Output the entries below as a two-column CSV with the columns text and answer, one row per entry, covering only the entries from the line with "Target: yellow bread slice" through the end of the entries. Put each field in quotation marks and turn every line break into a space.

**Point annotation dataset entries:**
-.-.-
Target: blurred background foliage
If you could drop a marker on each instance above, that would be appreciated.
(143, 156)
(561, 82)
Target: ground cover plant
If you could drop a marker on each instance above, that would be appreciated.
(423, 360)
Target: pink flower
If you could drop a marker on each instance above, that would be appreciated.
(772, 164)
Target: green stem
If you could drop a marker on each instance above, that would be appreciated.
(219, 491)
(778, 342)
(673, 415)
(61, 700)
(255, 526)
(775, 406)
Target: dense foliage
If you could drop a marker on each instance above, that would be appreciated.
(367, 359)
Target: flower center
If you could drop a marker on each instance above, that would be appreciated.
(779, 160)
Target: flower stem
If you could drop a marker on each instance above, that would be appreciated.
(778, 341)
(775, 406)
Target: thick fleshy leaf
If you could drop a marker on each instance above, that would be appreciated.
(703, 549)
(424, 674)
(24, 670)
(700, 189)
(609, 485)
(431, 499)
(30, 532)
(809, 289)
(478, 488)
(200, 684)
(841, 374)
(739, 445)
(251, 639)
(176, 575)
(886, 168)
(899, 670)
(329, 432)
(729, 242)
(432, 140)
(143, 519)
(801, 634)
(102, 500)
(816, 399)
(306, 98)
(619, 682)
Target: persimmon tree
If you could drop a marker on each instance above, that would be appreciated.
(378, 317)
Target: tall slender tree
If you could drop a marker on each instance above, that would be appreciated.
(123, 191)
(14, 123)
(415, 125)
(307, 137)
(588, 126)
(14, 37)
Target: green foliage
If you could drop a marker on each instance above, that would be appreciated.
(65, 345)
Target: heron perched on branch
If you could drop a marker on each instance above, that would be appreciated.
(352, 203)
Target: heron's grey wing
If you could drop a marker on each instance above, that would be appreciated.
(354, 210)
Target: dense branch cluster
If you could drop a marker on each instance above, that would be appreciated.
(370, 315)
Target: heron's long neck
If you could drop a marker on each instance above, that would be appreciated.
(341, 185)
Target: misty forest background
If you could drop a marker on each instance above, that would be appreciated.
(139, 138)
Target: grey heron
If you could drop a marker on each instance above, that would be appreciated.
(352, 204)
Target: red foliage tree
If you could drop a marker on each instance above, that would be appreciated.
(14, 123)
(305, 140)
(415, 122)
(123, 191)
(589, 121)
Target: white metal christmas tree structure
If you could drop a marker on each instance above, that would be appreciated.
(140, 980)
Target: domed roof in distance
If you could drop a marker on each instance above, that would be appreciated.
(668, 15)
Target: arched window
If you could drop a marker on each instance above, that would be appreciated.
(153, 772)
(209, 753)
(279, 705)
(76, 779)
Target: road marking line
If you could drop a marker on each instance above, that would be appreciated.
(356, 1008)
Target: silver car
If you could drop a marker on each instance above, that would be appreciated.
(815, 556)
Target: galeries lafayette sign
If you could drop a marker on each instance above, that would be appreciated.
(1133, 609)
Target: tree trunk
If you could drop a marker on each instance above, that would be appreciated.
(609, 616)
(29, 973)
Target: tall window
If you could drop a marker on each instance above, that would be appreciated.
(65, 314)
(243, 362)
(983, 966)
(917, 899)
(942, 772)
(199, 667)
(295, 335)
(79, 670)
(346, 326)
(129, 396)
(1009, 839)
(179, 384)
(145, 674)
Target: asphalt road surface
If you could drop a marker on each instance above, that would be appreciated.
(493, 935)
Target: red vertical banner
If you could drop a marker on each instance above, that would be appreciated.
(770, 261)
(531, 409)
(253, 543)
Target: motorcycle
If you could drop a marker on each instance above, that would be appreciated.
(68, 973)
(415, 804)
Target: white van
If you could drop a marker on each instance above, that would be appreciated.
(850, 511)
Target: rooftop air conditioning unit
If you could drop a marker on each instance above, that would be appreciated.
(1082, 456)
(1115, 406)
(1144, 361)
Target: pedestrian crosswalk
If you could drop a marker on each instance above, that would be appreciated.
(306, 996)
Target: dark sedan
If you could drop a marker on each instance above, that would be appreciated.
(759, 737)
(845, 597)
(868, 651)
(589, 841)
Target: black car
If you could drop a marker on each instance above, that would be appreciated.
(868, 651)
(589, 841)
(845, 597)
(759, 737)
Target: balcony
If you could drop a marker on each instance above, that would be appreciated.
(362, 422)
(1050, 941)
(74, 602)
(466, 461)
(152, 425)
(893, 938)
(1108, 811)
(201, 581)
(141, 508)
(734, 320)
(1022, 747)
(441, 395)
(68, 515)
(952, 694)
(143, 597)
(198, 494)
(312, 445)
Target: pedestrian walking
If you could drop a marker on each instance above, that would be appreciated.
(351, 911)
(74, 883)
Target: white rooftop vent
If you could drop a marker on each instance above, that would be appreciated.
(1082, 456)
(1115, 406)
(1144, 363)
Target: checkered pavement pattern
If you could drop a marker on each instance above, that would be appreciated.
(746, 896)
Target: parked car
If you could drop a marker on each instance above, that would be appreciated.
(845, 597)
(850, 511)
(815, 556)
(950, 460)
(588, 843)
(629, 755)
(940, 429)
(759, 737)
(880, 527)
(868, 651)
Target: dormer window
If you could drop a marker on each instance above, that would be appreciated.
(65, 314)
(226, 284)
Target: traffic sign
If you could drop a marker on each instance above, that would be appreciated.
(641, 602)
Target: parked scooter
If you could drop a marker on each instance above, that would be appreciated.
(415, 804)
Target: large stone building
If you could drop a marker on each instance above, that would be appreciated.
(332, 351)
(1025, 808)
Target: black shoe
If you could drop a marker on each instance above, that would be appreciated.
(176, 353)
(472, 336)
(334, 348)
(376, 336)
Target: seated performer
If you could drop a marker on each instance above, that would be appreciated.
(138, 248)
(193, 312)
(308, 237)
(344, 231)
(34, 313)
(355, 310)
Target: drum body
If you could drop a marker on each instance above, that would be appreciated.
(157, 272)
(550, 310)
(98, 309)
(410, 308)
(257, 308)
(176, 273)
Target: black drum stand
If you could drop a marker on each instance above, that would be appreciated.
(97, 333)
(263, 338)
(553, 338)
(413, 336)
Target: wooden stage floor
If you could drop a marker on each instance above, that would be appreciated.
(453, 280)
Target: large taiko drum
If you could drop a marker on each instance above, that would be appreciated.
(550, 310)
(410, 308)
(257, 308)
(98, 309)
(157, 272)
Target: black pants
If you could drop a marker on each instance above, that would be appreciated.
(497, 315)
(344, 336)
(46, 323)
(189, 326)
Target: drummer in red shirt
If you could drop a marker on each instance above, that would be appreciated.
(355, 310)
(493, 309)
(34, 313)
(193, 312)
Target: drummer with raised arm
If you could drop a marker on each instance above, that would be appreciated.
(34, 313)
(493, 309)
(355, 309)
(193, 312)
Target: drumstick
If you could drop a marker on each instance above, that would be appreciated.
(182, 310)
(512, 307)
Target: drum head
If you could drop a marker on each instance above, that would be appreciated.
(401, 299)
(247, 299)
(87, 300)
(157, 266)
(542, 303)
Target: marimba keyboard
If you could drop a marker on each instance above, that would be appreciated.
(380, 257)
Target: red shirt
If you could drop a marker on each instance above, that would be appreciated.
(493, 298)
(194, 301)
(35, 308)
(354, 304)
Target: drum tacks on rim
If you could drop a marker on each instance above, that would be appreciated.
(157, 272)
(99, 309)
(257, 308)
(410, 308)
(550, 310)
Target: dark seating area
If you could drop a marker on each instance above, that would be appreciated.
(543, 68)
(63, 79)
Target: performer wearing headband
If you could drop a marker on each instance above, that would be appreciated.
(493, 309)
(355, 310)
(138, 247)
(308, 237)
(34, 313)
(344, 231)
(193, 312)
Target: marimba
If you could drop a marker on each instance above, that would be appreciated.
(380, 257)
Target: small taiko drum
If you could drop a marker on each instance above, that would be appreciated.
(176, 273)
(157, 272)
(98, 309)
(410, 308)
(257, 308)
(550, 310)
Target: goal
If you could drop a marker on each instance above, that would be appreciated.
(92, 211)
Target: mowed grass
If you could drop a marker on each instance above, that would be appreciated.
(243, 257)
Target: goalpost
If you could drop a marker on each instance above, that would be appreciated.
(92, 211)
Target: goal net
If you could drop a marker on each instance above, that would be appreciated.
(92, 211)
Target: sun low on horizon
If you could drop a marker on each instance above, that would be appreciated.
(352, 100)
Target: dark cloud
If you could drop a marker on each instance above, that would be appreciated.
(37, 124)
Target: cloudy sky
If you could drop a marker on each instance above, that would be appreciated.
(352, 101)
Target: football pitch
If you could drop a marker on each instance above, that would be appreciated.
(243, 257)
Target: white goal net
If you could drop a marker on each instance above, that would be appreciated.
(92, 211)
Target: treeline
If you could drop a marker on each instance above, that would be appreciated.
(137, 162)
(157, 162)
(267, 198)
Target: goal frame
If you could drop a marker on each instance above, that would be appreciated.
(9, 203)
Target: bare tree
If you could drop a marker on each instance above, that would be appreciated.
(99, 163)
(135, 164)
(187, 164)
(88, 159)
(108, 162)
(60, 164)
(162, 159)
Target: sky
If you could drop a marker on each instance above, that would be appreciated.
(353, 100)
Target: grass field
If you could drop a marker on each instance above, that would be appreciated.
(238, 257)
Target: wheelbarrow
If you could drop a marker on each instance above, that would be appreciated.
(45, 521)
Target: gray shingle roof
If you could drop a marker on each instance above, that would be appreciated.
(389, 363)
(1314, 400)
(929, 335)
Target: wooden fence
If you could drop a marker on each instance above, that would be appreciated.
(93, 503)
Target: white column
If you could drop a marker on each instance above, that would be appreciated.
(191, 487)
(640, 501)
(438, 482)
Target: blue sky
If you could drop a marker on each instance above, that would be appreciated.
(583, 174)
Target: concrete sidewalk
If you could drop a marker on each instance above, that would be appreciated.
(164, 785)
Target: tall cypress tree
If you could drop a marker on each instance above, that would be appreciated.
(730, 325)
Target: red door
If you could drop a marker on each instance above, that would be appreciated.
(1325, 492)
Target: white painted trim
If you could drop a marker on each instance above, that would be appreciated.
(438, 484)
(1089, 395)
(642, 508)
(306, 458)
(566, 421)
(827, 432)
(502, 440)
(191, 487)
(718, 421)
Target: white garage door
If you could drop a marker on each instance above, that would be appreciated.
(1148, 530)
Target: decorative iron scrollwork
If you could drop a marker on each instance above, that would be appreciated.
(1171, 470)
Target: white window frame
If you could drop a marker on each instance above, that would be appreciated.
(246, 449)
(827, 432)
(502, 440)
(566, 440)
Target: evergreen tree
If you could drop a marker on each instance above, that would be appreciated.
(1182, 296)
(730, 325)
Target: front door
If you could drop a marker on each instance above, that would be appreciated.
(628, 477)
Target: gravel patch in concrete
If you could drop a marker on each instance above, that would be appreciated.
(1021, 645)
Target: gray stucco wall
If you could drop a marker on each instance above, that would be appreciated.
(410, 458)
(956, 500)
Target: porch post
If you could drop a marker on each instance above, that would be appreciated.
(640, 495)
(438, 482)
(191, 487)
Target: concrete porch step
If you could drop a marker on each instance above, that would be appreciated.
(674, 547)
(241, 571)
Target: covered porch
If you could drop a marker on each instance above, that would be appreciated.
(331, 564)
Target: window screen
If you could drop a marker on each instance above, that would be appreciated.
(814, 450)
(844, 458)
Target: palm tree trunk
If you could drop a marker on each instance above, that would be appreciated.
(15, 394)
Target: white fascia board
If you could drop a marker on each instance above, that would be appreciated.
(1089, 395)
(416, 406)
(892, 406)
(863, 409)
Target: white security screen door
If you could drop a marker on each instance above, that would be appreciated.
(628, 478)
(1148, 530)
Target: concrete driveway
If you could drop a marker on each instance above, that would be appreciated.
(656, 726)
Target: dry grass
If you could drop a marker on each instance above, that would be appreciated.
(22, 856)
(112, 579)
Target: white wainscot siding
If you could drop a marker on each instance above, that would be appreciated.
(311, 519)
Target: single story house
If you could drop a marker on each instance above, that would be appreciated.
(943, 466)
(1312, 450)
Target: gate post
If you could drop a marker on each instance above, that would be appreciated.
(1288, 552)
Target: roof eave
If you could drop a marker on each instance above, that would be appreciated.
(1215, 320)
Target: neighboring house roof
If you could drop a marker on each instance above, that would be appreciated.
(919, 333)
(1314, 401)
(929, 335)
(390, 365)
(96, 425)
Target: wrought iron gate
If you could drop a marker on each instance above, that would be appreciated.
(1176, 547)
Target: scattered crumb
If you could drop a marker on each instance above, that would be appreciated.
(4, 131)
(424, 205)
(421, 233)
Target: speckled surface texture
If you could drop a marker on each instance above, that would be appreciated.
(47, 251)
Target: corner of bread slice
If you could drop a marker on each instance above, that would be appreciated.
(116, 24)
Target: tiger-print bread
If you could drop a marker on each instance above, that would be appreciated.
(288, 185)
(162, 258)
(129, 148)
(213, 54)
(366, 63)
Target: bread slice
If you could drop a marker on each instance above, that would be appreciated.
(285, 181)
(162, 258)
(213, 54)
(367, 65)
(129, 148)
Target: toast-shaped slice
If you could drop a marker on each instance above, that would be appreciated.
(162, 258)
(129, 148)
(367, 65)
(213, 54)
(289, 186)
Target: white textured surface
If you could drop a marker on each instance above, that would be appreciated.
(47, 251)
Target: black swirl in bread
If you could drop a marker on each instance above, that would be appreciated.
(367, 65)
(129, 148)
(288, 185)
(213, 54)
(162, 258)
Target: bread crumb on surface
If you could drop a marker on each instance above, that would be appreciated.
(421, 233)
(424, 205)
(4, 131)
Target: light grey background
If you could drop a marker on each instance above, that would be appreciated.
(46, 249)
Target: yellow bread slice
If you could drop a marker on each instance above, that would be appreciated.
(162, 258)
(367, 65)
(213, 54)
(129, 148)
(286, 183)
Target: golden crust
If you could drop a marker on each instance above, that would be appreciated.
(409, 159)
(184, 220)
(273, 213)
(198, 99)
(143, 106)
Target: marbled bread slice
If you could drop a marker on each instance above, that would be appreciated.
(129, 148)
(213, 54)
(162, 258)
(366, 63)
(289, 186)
-.-.-
**Written answer:**
text,answer
"Target: yellow bread slice If you could drop a marker on each instance above, that would be appreciated.","(162, 258) (367, 65) (213, 54) (129, 148) (286, 183)"
"Target: golden crust If you could drop a marker on each instance above, that would be appreciated.","(409, 159) (184, 220) (273, 213) (198, 99) (143, 106)"
"Target: marbled bread slice If you could drop a marker on each instance above, that would be appreciated.","(129, 148) (213, 54) (162, 258) (366, 63) (289, 186)"